### Work required:
Reproduce every one of the records below word for word, with nothing changed.

(Saved data entries)
□ □ □ □

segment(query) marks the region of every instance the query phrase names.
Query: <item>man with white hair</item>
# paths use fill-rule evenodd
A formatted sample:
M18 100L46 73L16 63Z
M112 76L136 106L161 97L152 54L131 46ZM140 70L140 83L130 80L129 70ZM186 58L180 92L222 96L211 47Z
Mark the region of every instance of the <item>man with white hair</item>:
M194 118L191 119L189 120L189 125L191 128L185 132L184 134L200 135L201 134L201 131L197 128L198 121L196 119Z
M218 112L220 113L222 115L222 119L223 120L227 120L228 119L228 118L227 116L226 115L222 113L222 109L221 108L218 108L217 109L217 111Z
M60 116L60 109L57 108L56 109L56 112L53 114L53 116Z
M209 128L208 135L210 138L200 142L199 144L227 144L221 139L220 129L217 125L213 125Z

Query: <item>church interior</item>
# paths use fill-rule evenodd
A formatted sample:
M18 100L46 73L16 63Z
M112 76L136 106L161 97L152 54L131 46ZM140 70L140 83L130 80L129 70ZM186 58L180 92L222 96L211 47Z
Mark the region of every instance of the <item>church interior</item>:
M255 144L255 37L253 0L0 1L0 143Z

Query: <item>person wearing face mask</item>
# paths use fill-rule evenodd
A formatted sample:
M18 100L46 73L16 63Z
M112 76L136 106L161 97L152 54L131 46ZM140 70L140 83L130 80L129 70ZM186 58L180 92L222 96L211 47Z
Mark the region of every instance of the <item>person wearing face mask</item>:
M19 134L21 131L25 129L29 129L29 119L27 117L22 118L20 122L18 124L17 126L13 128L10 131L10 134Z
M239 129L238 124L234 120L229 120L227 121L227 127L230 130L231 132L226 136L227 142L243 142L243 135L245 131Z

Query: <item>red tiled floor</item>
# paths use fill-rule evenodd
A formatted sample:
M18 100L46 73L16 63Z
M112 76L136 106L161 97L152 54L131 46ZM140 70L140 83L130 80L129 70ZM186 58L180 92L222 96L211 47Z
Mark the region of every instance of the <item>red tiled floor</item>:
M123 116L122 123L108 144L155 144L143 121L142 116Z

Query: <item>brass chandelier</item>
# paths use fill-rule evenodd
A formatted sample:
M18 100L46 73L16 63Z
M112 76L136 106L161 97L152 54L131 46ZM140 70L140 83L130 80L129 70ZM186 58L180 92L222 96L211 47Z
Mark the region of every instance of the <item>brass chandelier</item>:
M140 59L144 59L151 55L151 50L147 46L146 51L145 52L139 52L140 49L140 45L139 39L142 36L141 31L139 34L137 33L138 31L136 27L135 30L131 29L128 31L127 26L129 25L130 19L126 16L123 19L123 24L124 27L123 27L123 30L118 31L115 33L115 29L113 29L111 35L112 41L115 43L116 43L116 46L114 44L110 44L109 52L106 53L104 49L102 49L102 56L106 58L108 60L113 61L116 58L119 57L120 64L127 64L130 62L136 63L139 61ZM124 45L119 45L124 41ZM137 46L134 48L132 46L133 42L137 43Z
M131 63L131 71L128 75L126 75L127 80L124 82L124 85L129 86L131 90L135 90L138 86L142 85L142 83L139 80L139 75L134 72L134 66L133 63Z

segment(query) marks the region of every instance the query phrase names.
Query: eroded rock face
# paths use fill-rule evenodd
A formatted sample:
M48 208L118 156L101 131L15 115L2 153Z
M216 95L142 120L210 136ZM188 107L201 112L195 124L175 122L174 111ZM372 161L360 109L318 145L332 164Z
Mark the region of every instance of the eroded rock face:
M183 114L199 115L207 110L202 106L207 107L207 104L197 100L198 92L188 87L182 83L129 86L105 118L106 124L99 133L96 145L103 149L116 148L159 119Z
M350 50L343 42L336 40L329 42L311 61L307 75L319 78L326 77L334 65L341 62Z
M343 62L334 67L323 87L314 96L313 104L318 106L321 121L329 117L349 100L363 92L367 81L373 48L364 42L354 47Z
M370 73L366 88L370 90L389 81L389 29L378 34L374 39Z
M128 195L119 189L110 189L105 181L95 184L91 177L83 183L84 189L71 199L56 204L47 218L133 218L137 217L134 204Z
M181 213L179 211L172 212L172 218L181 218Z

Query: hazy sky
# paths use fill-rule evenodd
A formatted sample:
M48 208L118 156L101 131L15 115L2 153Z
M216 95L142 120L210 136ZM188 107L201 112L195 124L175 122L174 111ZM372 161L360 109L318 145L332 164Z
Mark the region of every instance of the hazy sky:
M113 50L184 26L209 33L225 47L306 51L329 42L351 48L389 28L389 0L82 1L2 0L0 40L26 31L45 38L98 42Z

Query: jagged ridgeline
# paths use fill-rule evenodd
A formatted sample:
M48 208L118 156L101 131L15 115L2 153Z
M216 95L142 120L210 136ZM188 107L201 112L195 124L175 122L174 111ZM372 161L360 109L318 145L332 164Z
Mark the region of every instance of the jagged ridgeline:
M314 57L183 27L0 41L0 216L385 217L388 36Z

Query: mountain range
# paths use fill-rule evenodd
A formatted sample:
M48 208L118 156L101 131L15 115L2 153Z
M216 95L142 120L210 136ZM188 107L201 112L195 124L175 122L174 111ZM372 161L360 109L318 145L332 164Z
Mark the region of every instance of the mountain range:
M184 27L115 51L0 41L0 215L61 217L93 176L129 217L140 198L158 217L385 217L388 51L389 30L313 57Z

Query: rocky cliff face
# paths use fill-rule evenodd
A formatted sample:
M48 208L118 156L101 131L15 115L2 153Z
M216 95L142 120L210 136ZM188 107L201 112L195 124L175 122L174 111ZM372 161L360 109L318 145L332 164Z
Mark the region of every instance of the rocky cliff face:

□ □ □ □

### Response below:
segment(query) marks the region of every instance the query phrase names.
Query: <item>man with white hair</item>
# paths use fill-rule evenodd
A formatted sample:
M18 100L46 73L16 63Z
M112 76L136 106L161 97L152 54L131 46ZM140 70L140 83L130 80L129 70ZM186 58L180 92L222 96L211 47Z
Mark the region of every instance of the <item>man with white hair</item>:
M194 118L191 119L189 120L189 125L191 128L185 132L184 134L200 135L201 134L201 131L197 128L198 121L196 119Z
M218 112L220 113L222 115L222 119L223 120L227 120L228 119L228 118L227 116L226 115L222 113L222 109L221 108L218 108L217 109L217 111Z
M60 116L60 109L57 108L56 109L56 112L53 114L53 116Z
M209 128L208 135L210 138L200 142L199 144L227 144L221 139L220 129L217 125L213 125Z

Query: <item>church interior</item>
# paths use fill-rule evenodd
A formatted sample:
M18 100L46 73L16 63Z
M112 76L136 106L161 97L152 54L131 46ZM140 70L140 83L130 80L129 70ZM186 58L180 92L222 96L211 47Z
Mark the region of every instance of the <item>church interior</item>:
M255 144L255 37L253 0L0 1L0 143Z

Query: <item>person wearing face mask</item>
# paths use fill-rule evenodd
A formatted sample:
M18 100L46 73L16 63Z
M112 76L136 106L161 97L152 54L131 46ZM140 70L140 83L130 80L129 70ZM186 58L180 92L222 96L211 47Z
Mark the region of every instance of the <item>person wearing face mask</item>:
M19 134L21 131L25 129L29 129L29 119L27 117L22 118L20 122L18 124L17 126L13 128L10 131L10 134Z
M239 129L238 124L234 120L229 120L227 121L227 127L230 130L231 132L226 136L227 142L243 142L243 135L245 131Z

Query: <item>red tiled floor</item>
# paths use fill-rule evenodd
A formatted sample:
M18 100L46 73L16 63Z
M112 76L136 106L161 97L152 54L131 46ZM140 70L140 83L130 80L129 70ZM186 58L180 92L222 96L211 47Z
Mark the region of every instance of the <item>red tiled floor</item>:
M123 116L122 123L108 144L155 144L143 121L142 116Z

Query: <item>brass chandelier</item>
# paths use fill-rule evenodd
A formatted sample:
M18 100L46 73L16 63Z
M112 76L136 106L161 97L152 54L131 46ZM140 70L140 83L130 80L129 70ZM186 58L180 92L222 96L211 47Z
Mark the region of every instance of the <item>brass chandelier</item>:
M140 59L144 59L151 55L151 50L147 46L146 51L145 52L139 52L140 49L140 45L139 39L142 36L141 31L139 34L137 33L138 31L136 27L135 30L131 29L128 31L127 26L129 25L130 19L126 16L123 19L123 24L124 27L123 27L123 30L118 31L115 33L115 29L113 29L111 35L112 41L115 43L116 43L116 46L114 44L110 44L109 52L106 53L104 49L102 49L102 56L106 58L108 60L113 61L116 58L119 57L120 64L127 64L130 62L136 63L139 61ZM124 45L119 45L124 41ZM137 46L134 48L132 46L133 42L137 43Z
M131 63L131 71L128 75L126 75L127 80L124 82L124 85L129 86L131 90L135 90L138 86L142 85L142 83L139 80L139 75L134 72L134 66L133 63Z

segment(query) marks the region of every instance the query phrase names.
Query: eroded rock face
# paths use fill-rule evenodd
A formatted sample:
M48 208L118 156L101 131L15 115L2 153Z
M216 95L142 120L210 136ZM188 107L201 112L195 124L175 122L174 111ZM372 161L360 109L318 145L332 164Z
Mark the region of every instance of the eroded rock face:
M183 114L199 115L207 110L202 106L207 107L207 104L197 100L198 92L188 87L182 83L129 86L105 118L106 124L99 133L96 145L103 149L116 148L159 119Z
M350 50L343 42L336 40L329 42L311 61L307 75L319 78L326 77L334 65L341 62Z
M343 62L334 67L323 87L314 96L313 104L318 106L321 121L329 117L349 100L363 92L367 81L373 48L364 42L354 47Z
M370 73L366 88L370 90L389 81L389 29L378 34L374 39Z
M128 195L119 189L110 189L105 181L95 184L91 177L83 183L84 189L71 199L56 204L47 218L133 218L137 217L134 204Z
M181 213L179 211L172 212L172 218L181 218Z

Query: hazy sky
# paths use fill-rule evenodd
A formatted sample:
M48 208L118 156L101 131L15 115L2 153Z
M216 95L142 120L210 136ZM188 107L201 112L195 124L175 122L174 111ZM372 161L360 109L318 145L332 164Z
Mark the region of every instance of the hazy sky:
M113 50L184 26L209 33L225 47L306 51L329 42L351 48L389 28L389 0L82 1L2 0L0 40L26 31L45 38L98 42Z

Query: jagged ridgeline
# paths use fill-rule evenodd
A formatted sample:
M48 208L118 156L101 131L15 115L2 153Z
M216 95L142 120L210 136ZM188 107L201 112L195 124L175 122L174 111ZM372 161L360 109L318 145L332 164Z
Mark the region of every instance of the jagged ridgeline:
M314 57L183 27L0 41L0 216L385 217L388 36Z

Query: mountain range
# paths use fill-rule evenodd
A formatted sample:
M48 208L118 156L101 131L15 115L2 153Z
M216 95L142 120L210 136ZM188 107L201 112L195 124L175 122L174 111ZM372 161L360 109L318 145L332 164Z
Mark the region of every instance of the mountain range:
M184 27L115 51L0 41L0 215L61 217L93 176L129 217L140 198L158 217L385 217L388 51L389 30L313 57Z

Query: rocky cliff face
# paths use fill-rule evenodd
A formatted sample:
M48 208L118 156L101 131L15 115L2 153Z
M216 95L142 120L210 136ZM188 107L201 112L195 124L175 122L174 111ZM372 161L360 109L318 145L332 164Z
Mark the region of every instance of the rocky cliff face:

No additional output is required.